TASK REQUIREMENTS: Please reproduce the whole text below on negative sampling for unlabeled entities in NER, word for word.

TEXT EXCERPT:
════════════════════
Unlabeled entity problem is prevalent in many NER scenarios (e.g., weakly supervised NER). Our paper in ICLR-2021 proposes using negative sampling for solving this important issue. This repo. contains the implementation of our approach.
Note that this is not an officially supported Tencent product.
Two steps. Firstly, reformulate the NER data and move it into a new folder named "dataset". The folder contains {train, dev, test}.json. Each JSON file is a list of dicts. See the following case:
[
{
"sentence": "['Somerset', '83', 'and', '174', '(', 'P.', 'Simmons', '4-38', ')', ',', 'Leicestershire', '296', '.']",
"labeled entities": "[(0, 0, 'ORG'), (5, 6, 'PER'), (10, 10, 'ORG')]",
},
{
"sentence": "['Leicestershire', '22', 'points', ',', 'Somerset', '4', '.']",
"labeled entities": "[(0, 0, 'ORG'), (4, 4, 'ORG')]",
}
]
Secondly, pretrained LM (i.e., BERT) and eval. script. Create a dir. named "resource" and arrange them as
- resource
- bert-base-cased
- model.pt
- vocab.txt
- conlleval.pl
- bert-base-cased
Note that the files in BERT.tar.gz need to be renamed as above.
CUDA_VISIBLE_DEVICES=0 python main.py -dd dataset -cd save -rd resource
@inproceedings{li2021empirical,
title={Empirical Analysis of Unlabeled Entity Problem in Named Entity Recognition},
author={Yangming Li and lemao liu and Shuming Shi},
booktitle={International Conference on Learning Representations},
year={2021},
url={https://openreview.net/forum?id=5jRVa89sZk}
}
════════════════════
DATA:
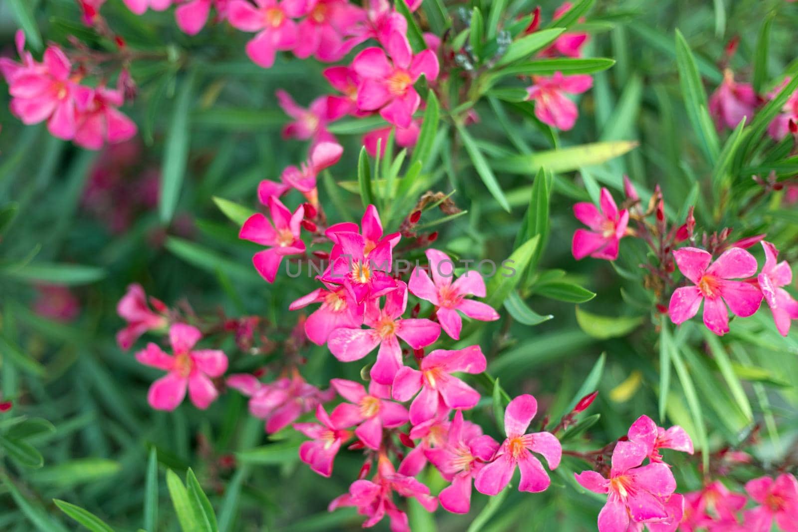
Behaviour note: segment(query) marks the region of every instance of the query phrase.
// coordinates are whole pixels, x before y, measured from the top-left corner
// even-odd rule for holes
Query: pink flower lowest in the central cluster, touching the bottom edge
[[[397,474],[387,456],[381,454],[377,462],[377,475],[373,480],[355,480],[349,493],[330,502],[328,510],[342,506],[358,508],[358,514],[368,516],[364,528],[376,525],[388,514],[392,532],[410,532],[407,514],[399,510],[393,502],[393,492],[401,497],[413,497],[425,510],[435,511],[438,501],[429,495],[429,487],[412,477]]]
════════════════════
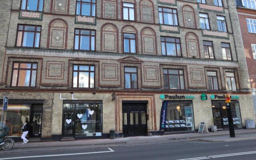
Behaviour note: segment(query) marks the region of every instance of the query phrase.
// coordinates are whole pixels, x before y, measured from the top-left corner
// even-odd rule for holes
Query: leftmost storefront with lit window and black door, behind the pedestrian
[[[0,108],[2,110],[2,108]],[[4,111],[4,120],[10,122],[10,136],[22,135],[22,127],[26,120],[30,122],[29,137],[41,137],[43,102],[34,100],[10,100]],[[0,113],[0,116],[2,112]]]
════════════════════
TASK RESPONSE:
Unlabeled entity problem is prevalent in many NER scenarios (e.g., weakly supervised NER). Our paper in ICLR-2021 proposes using negative sampling for solving this important issue. This repo. contains the implementation of our approach.
Note that this is not an officially supported Tencent product.
Two steps. Firstly, reformulate the NER data and move it into a new folder named "dataset". The folder contains {train, dev, test}.json. Each JSON file is a list of dicts. See the following case:
[
{
"sentence": "['Somerset', '83', 'and', '174', '(', 'P.', 'Simmons', '4-38', ')', ',', 'Leicestershire', '296', '.']",
"labeled entities": "[(0, 0, 'ORG'), (5, 6, 'PER'), (10, 10, 'ORG')]",
},
{
"sentence": "['Leicestershire', '22', 'points', ',', 'Somerset', '4', '.']",
"labeled entities": "[(0, 0, 'ORG'), (4, 4, 'ORG')]",
}
]
Secondly, pretrained LM (i.e., BERT) and eval. script. Create a dir. named "resource" and arrange them as
- resource
- bert-base-cased
- model.pt
- vocab.txt
- conlleval.pl
- bert-base-cased
Note that the files in BERT.tar.gz need to be renamed as above.
CUDA_VISIBLE_DEVICES=0 python main.py -dd dataset -cd save -rd resource
@inproceedings{li2021empirical,
title={Empirical Analysis of Unlabeled Entity Problem in Named Entity Recognition},
author={Yangming Li and lemao liu and Shuming Shi},
booktitle={International Conference on Learning Representations},
year={2021},
url={https://openreview.net/forum?id=5jRVa89sZk}
}